Saved data entries:
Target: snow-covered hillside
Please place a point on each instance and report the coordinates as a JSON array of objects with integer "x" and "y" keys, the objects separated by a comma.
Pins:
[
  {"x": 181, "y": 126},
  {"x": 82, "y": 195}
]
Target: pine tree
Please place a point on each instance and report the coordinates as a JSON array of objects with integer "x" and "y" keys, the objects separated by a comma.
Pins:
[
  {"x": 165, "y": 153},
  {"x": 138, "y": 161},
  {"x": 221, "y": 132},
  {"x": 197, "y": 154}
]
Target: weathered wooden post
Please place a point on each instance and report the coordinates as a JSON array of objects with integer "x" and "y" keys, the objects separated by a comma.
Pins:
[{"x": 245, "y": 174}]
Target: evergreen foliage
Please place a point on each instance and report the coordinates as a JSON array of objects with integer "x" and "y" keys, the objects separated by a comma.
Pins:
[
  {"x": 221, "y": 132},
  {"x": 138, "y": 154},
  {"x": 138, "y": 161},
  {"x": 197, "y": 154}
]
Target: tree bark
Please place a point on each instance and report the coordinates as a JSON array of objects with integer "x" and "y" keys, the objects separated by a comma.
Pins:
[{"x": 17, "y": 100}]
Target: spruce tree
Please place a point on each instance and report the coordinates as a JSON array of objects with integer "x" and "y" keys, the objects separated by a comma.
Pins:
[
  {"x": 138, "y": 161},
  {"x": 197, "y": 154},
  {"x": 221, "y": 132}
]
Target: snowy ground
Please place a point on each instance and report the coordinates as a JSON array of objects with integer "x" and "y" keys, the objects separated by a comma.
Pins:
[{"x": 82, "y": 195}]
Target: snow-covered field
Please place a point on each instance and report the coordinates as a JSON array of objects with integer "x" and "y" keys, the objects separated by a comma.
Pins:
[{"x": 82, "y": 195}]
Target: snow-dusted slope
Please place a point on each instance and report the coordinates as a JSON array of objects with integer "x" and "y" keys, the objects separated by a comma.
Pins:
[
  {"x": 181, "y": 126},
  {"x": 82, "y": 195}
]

Short exercise => Can you retype every one of the lines above without changing a single character?

Output of the task =>
Target: snow-covered hillside
Please place a point on each instance and report the coordinates as a JSON array of objects with integer "x" and "y" keys, the objects separated by a comma.
Pins:
[
  {"x": 181, "y": 126},
  {"x": 82, "y": 195}
]
Target: pine tree
Please place a point on each instance and report the coordinates as a JSON array of objects with integer "x" and "y" keys, the objects separated by a comma.
Pins:
[
  {"x": 165, "y": 153},
  {"x": 138, "y": 161},
  {"x": 221, "y": 132},
  {"x": 197, "y": 154}
]
Target: weathered wooden post
Please place a point on each instance and report the coordinates as a JSON array of objects with integer "x" and "y" keys, the objects separated by a comma.
Pins:
[{"x": 245, "y": 174}]
Target: evergreen foliage
Please place a point on each instance and report the coordinates as a JSON array of objects with integer "x" and "y" keys, the objects separated by a comma.
Pins:
[
  {"x": 221, "y": 132},
  {"x": 138, "y": 154},
  {"x": 138, "y": 161},
  {"x": 197, "y": 154}
]
Target: tree bark
Please place a point on each instance and report the coordinates as a JSON array of objects with integer "x" and "y" keys, the objects separated by a comma.
Pins:
[{"x": 17, "y": 100}]
Target: spruce tree
Please place a point on each instance and report the coordinates as a JSON array of objects with integer "x" and "y" keys, the objects separated by a comma.
Pins:
[
  {"x": 138, "y": 161},
  {"x": 197, "y": 154},
  {"x": 221, "y": 132}
]
Target: snowy ground
Please place a point on each instance and report the coordinates as a JSON array of objects with integer "x" and "y" keys, the objects separated by a comma.
Pins:
[{"x": 82, "y": 195}]
Target: snow-covered field
Please place a point on each instance and report the coordinates as a JSON array of objects with integer "x" and "y" keys, the objects separated by a comma.
Pins:
[{"x": 82, "y": 195}]
Target: snow-dusted slope
Please place a point on each instance and report the coordinates as a JSON array of objects with integer "x" and "y" keys, the objects separated by a comma.
Pins:
[
  {"x": 181, "y": 126},
  {"x": 82, "y": 195}
]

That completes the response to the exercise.